Work instructions
Each line below should be set down again unchanged.

Supplied records
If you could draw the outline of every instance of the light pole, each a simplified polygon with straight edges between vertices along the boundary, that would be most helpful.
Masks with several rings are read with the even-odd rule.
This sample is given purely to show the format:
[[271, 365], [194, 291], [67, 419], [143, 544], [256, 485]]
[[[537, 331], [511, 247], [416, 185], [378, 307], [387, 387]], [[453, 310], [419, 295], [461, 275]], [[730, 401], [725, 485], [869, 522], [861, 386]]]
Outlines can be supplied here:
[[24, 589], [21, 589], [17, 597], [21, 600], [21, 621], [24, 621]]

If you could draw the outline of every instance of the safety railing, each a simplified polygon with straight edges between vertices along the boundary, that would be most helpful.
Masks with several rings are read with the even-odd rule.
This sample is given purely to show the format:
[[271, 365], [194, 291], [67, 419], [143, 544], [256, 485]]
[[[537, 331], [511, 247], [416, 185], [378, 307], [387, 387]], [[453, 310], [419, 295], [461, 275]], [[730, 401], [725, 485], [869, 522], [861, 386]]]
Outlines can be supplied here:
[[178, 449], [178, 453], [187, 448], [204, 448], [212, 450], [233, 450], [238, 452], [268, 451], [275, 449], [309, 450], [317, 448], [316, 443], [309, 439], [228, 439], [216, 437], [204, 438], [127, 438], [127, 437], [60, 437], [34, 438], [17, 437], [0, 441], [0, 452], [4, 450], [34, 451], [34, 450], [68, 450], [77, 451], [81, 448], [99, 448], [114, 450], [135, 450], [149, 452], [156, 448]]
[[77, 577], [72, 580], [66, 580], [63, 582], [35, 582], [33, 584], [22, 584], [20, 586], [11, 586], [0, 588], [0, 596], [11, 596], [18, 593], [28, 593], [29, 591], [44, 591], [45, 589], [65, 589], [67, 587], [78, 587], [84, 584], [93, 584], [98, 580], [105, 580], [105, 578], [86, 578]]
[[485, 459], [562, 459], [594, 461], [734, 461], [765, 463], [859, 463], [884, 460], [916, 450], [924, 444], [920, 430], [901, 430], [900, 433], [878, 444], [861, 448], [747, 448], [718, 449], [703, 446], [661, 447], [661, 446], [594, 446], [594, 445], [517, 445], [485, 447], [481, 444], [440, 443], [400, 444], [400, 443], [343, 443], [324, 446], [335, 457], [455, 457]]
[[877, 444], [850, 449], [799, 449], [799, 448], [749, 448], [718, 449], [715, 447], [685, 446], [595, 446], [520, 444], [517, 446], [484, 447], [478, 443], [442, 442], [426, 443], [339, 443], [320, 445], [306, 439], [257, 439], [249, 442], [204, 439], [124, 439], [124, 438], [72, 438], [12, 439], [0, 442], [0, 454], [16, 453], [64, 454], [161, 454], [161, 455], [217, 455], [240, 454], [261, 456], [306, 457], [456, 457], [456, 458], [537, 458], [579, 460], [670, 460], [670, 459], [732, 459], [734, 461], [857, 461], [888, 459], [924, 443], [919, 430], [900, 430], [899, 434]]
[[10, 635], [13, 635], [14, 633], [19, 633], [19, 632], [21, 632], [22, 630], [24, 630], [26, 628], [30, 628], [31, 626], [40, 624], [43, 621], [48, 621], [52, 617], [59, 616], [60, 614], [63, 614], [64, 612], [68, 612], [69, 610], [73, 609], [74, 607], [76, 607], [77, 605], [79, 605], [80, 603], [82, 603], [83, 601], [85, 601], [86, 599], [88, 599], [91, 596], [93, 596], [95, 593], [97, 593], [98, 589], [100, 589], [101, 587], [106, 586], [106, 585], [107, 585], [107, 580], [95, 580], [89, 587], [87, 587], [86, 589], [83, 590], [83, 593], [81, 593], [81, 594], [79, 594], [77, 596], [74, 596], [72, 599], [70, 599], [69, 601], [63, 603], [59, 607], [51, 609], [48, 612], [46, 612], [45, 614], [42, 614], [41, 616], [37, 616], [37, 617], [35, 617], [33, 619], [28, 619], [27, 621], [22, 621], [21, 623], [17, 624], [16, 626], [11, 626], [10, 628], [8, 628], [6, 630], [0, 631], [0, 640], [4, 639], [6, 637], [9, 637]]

Problem solution
If you could draw the outline of every instance of the light pole, each a simplified polygon with straight edges between vertices along the boundary, that would be most helpful.
Masks with several rings are read with the even-odd rule.
This sample is given purely to show the format:
[[271, 365], [194, 291], [67, 419], [143, 544], [256, 485]]
[[[537, 331], [511, 247], [416, 185], [378, 307], [387, 387]], [[453, 310], [419, 295], [461, 275]], [[730, 401], [725, 485], [869, 522], [861, 386]]]
Outlines can be supplied here:
[[24, 589], [21, 589], [17, 597], [21, 600], [21, 621], [24, 621]]

If you could draw the outline of every instance of the safety railing, each a simplified polygon with straight edges between vertices along the boundary, that would be most helpful.
Masks with several rings are read with the even-odd rule.
This sample is given purely to show the format:
[[271, 365], [194, 291], [67, 419], [143, 544], [256, 485]]
[[[537, 331], [511, 247], [416, 185], [378, 307], [387, 387]], [[453, 310], [419, 295], [461, 275]], [[730, 401], [725, 485], [869, 522], [861, 386]]]
Outlines can be supplied here:
[[178, 449], [178, 453], [187, 448], [204, 448], [212, 450], [233, 450], [238, 452], [268, 451], [275, 449], [309, 450], [317, 448], [316, 443], [309, 439], [228, 439], [216, 437], [204, 438], [127, 438], [127, 437], [60, 437], [34, 438], [17, 437], [0, 441], [0, 452], [4, 450], [34, 451], [34, 450], [68, 450], [77, 451], [81, 448], [99, 448], [114, 450], [135, 450], [149, 452], [156, 448]]
[[77, 577], [72, 580], [66, 580], [63, 582], [35, 582], [33, 584], [22, 584], [20, 586], [11, 586], [0, 588], [0, 596], [11, 596], [18, 593], [28, 593], [29, 591], [44, 591], [45, 589], [65, 589], [67, 587], [78, 587], [84, 584], [93, 584], [98, 580], [105, 580], [105, 578], [86, 578]]
[[485, 459], [562, 459], [594, 461], [734, 461], [765, 463], [859, 463], [884, 460], [916, 450], [924, 444], [920, 430], [901, 430], [900, 433], [878, 444], [861, 448], [747, 448], [718, 449], [703, 446], [661, 447], [661, 446], [594, 446], [594, 445], [517, 445], [485, 447], [481, 444], [440, 443], [400, 444], [400, 443], [343, 443], [324, 446], [335, 457], [455, 457]]
[[877, 444], [850, 449], [799, 449], [799, 448], [749, 448], [718, 449], [715, 447], [685, 446], [595, 446], [520, 444], [517, 446], [484, 447], [478, 443], [442, 442], [426, 443], [339, 443], [320, 445], [306, 439], [257, 439], [249, 442], [204, 439], [124, 439], [124, 438], [72, 438], [12, 439], [0, 442], [0, 454], [16, 453], [64, 454], [161, 454], [161, 455], [217, 455], [240, 454], [261, 456], [306, 457], [456, 457], [456, 458], [537, 458], [579, 460], [670, 460], [670, 459], [732, 459], [734, 461], [857, 461], [888, 459], [924, 443], [919, 430], [900, 430], [899, 434]]
[[10, 635], [13, 635], [14, 633], [19, 633], [19, 632], [21, 632], [22, 630], [24, 630], [26, 628], [30, 628], [31, 626], [40, 624], [43, 621], [48, 621], [52, 617], [59, 616], [60, 614], [63, 614], [64, 612], [68, 612], [69, 610], [73, 609], [74, 607], [76, 607], [77, 605], [79, 605], [80, 603], [82, 603], [83, 601], [85, 601], [86, 599], [88, 599], [91, 596], [93, 596], [95, 593], [97, 593], [98, 589], [100, 589], [101, 587], [106, 586], [106, 585], [107, 585], [107, 580], [95, 580], [89, 587], [87, 587], [86, 589], [83, 590], [83, 593], [81, 593], [81, 594], [79, 594], [77, 596], [74, 596], [72, 599], [70, 599], [69, 601], [63, 603], [59, 607], [51, 609], [48, 612], [46, 612], [45, 614], [42, 614], [41, 616], [37, 616], [37, 617], [35, 617], [33, 619], [28, 619], [27, 621], [22, 621], [21, 623], [17, 624], [16, 626], [11, 626], [10, 628], [8, 628], [6, 630], [0, 631], [0, 640], [4, 639], [6, 637], [9, 637]]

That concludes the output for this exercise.